▸ TASK INSTRUCTIONS:
(1) From the forum thread on giant costume ideas, copy the passage starting at "Oh and I like" and ending at "the hardest part.", word for word.
(2) Carry on the forum thread about giant costume ideas from the point where it stops.

▸ DOCUMENT TEXT:
%%

# Giant Costume Ideas?



## Kol25Stray

Hey there, im looking around for some costume ideas, and I have found a couple...
1. Stone Golem: 



2. Werewolf: 



3. Predator: 




These are just a few but I dont know if I like them alot... If anyone has any ideas, shoot em my way. Here is what I am looking for:
1. Something realistic (Something that looks real, it can be fictional)
2. Something that when people see they freak and think its really cool...
3. And im somewhat on a budget, I can spend some money, but nothing more than 300 :googly:

Thanks


----------



## Kol25Stray

Oh and I like my Halloween costumes big, notice how all of them are supersized


----------



## Tralan

Your problem with these ideas is your budget. Feasably, you might be able to pull off the Predator or maybe even the Werewolf. The stilts will be the hardest part.


----------



## The-Haunter

There is a thread somewhere about werewolf stilts to build looks semi easy


----------



## Kol25Stray

Ive already done the werewolf, i was just looking for some ideas for a costume thats based around the same principle. I also have made the werewolf costume before. Pretty much right now all i am looking for is an idea for a costume that will impress people, and i like the whole stilt thing that the werewolf costume has. I was thinking about doing the Stone Golem costume, but that would take alot of time and i think it would get craazy hot in that costume .
So... just toss me some ideas for a really cool costume that is unique and fits a 20 year old's budget


----------



## The Bloodshed Brothers

check out

gore-galore.com they sell giant cosutmes...might help you out a bit


----------



## The Creepster

and if all else fails I don't know about anyone else here but....the "man boob" viking guy in the predator clip is really scary


----------



## Kol25Stray

Haha i'd need alot of jelly donuts to get that to work out


----------



## debbie5

Think monsterlist has a tall skelly-creature with loong arms built up from an old backpack frame....cheap & big.


----------



## nixie

You could rent or borrow drywall stilts. Halloween USA has a really cool giant mask for around $45-$50, I'm sure you could find them elsewhere. You could make an oversized cloak, then cover it with shreds/strips of fabric until the original cloak is no longer visible. I don't know if you can picture what I'm getting at, but I've seen the fabric shred thing done at Halloweekends and thought it would look so cool done large-scale. Just a thought.


----------



## Johnmonster

One year when I went to Scarborough Faire there was a guy in stilts done up as the Green Man. He was wearing close fitting green clothing that was draped and interweaved with plastic ivy vines. I always thought something like that would be neat if you did it with fake antlers atop your head. The guy at the Fair had the stilts that are made for running, and watching him jog around in them was pretty neat.

%%

[Segmentation labeling records]
%%

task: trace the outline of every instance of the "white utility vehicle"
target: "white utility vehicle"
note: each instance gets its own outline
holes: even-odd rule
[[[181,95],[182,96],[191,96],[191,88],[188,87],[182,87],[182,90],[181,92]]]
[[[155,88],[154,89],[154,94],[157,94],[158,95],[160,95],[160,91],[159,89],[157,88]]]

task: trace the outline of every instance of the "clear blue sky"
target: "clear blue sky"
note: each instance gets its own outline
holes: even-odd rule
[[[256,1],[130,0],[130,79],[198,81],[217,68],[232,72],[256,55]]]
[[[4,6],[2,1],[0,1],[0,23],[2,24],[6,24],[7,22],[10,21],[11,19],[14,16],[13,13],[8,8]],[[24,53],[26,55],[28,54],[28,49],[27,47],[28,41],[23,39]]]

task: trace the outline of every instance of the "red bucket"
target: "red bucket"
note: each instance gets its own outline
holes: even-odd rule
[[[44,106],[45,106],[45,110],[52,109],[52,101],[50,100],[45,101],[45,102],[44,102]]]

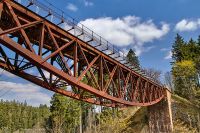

%%

▸ TASK-BY-TASK RESULTS:
(1)
Oh and I like my Halloween costumes big, notice how all of them are supersized


----------



## Tralan

Your problem with these ideas is your budget. Feasably, you might be able to pull off the Predator or maybe even the Werewolf. The stilts will be the hardest part.

(2)
Likewise, a cool stilt costume would be the Lord of the Hunt, from the Celtic myth of the Wild Hunt. There was a illustration of him in the old Deities and Demigods sourcebook for AD&D and I thought it was super cool. He wears a great helm with antlers, some armor, and a long dark cloak. That would be fairly easy to pull off, I think.

With either of these ideas, however, I'd avoid the woods during hunting season.


----------



## The-Haunter

At the ren faire in mi there is a guy who dresses as a ent(tree man) he uses cane type things to help and give a more broken tree look


----------



## xdmray

I did a stilt costume two years ago. Because i was on all fours though, i wasn't too tall. but i could walk upright.


----------



## Johnmonster

Fantastic costume, xdmray. You designed and made the whole thing? Do I detect alien shoulders as ears on it? I HAVE to come up with something similar for our Haunt, it would be incredible as a crowd-bringer.

Bravo!


----------



## xdmray

Johnmonster said:


> Fantastic costume, xdmray. You designed and made the whole thing? Do I detect alien shoulders as ears on it? I HAVE to come up with something similar for our Haunt, it would be incredible as a crowd-bringer.
> 
> Bravo!


i'm not sure what you mean by alien shoulders. but i did design and build it myself with the help of some sewing from my awesome mother. i'm still not as good of a seamstress as she is.
the ears are made of Foamies. and the horns are pool board foam wrapped in foamies with some Great Stuff.
thanks for the kudos


----------



## Johnmonster

Ah, I see..what looked like shoulders of a Giger alien to me was actually the horns. I just saw them and my mind decided that's what they were and I was stuck with the notion. Unfortunately I tend to look at all sorts of things and see aliens.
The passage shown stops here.